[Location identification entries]
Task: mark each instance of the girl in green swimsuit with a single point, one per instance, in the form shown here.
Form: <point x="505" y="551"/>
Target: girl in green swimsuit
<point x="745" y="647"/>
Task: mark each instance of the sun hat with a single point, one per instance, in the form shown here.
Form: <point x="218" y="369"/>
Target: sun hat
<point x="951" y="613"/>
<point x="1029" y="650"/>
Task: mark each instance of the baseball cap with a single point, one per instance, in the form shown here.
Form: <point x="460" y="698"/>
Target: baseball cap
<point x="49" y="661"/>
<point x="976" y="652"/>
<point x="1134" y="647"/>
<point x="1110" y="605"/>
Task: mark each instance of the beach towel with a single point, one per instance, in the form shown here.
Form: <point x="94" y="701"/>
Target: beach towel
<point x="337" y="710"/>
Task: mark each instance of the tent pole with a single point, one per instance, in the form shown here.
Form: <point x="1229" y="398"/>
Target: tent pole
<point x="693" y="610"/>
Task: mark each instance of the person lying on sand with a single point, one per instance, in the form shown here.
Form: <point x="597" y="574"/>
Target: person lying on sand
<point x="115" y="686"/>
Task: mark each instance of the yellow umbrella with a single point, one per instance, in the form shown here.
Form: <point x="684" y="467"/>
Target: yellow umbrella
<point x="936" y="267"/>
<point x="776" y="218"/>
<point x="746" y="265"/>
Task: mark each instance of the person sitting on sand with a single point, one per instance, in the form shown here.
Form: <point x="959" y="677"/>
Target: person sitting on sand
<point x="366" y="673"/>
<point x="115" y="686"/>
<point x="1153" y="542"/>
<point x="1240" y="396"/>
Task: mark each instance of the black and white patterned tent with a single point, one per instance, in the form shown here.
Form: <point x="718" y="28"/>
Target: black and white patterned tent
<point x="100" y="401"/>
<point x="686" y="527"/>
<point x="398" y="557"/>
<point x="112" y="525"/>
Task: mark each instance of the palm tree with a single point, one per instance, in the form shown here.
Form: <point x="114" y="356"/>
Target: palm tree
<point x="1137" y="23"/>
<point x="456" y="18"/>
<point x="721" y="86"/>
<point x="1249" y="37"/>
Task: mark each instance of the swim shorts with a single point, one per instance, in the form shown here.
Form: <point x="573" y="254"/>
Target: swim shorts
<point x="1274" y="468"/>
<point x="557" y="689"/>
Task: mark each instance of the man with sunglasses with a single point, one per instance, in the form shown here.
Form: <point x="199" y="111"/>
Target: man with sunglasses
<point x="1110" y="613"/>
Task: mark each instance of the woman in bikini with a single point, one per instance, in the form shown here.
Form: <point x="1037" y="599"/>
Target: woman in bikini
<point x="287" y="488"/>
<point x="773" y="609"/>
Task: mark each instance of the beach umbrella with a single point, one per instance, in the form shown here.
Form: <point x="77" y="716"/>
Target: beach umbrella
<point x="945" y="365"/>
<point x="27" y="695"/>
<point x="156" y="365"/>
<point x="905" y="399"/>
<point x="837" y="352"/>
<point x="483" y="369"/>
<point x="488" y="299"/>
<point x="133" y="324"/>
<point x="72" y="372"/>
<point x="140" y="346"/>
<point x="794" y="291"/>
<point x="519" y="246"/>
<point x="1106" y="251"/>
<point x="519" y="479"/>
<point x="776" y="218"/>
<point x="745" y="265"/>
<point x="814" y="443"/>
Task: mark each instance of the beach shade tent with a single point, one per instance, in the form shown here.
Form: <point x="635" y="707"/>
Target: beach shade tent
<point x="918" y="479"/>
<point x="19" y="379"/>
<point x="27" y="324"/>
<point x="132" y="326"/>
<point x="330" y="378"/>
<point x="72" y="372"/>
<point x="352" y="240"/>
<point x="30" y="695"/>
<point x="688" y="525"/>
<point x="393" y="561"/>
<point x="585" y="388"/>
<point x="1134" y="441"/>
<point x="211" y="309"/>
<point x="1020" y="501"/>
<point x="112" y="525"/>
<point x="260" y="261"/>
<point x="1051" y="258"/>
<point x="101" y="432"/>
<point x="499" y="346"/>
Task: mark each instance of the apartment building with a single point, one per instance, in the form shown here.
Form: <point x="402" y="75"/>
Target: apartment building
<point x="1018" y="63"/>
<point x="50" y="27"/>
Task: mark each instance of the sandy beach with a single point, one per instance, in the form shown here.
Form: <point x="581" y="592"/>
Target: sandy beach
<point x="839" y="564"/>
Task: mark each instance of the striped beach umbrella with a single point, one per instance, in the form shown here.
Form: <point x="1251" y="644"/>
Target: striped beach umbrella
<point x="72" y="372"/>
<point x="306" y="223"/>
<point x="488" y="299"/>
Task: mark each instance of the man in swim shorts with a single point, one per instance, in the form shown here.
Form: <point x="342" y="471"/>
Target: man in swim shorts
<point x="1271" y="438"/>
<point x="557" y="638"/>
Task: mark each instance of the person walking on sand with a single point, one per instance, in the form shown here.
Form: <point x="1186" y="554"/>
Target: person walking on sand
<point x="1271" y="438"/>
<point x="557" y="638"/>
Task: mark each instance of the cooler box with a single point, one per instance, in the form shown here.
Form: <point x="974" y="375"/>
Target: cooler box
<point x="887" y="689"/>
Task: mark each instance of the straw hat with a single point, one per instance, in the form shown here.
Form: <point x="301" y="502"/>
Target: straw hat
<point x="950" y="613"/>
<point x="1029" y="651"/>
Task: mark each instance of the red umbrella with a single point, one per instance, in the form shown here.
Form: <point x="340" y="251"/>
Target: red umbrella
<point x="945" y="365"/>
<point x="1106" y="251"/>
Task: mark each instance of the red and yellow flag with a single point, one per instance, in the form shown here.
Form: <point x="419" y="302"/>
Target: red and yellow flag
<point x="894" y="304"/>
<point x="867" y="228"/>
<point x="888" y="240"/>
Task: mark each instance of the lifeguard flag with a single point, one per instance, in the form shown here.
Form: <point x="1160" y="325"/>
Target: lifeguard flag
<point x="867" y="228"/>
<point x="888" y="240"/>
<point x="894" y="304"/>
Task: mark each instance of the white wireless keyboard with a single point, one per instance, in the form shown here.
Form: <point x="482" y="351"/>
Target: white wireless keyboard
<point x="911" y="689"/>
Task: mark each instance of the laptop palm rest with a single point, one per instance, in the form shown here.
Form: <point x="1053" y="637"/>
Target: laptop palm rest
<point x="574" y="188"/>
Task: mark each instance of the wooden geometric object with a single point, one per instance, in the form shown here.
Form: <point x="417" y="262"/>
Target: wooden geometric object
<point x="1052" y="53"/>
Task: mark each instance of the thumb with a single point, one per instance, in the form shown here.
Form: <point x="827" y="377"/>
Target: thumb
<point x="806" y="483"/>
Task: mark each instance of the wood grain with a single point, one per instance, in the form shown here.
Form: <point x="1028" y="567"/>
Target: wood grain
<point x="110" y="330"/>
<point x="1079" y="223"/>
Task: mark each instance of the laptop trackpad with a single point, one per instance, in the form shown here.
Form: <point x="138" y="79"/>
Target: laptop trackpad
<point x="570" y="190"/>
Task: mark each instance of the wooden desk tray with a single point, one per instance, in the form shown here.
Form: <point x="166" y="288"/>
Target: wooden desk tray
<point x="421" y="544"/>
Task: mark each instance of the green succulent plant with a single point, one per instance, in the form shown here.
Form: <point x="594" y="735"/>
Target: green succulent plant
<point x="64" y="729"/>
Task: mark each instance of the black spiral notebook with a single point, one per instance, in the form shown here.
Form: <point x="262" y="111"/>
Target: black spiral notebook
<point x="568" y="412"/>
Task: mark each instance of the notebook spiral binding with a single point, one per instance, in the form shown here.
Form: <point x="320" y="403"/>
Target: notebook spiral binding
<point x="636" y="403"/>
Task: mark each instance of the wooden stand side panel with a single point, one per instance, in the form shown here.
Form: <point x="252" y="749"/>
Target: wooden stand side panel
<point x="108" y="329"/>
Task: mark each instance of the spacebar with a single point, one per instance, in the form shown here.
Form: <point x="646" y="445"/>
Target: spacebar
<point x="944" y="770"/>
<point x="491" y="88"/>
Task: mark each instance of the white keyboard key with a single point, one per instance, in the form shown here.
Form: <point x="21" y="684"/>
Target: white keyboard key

Problem to work on: Copy out the lines of the items word for word, starting at the line that contains "Task: mark each instance of the black spiral" and ending with the last line of the items.

Full output:
Task: mark each instance of the black spiral notebook with a single point, one per instance, in the form shown here.
Form: <point x="262" y="111"/>
Target: black spiral notebook
<point x="568" y="412"/>
Task: mark each instance of the notebook spiral binding with a single point, one per instance, in the form shown here.
Form: <point x="320" y="403"/>
Target: notebook spiral binding
<point x="636" y="403"/>
Task: mark each instance of the wooden stand side panel with a single point, one per instance, in the form shown here.
Form: <point x="252" y="749"/>
Target: wooden stand side panel
<point x="108" y="329"/>
Task: mark each instance of the spacebar with a single point, one per instance, in the form shown here.
Form: <point x="646" y="445"/>
Target: spacebar
<point x="944" y="770"/>
<point x="491" y="88"/>
Task: mark each instance of the white keyboard key with a single point, one per instance, in the form shown here.
Form: <point x="21" y="684"/>
Target: white keyboard key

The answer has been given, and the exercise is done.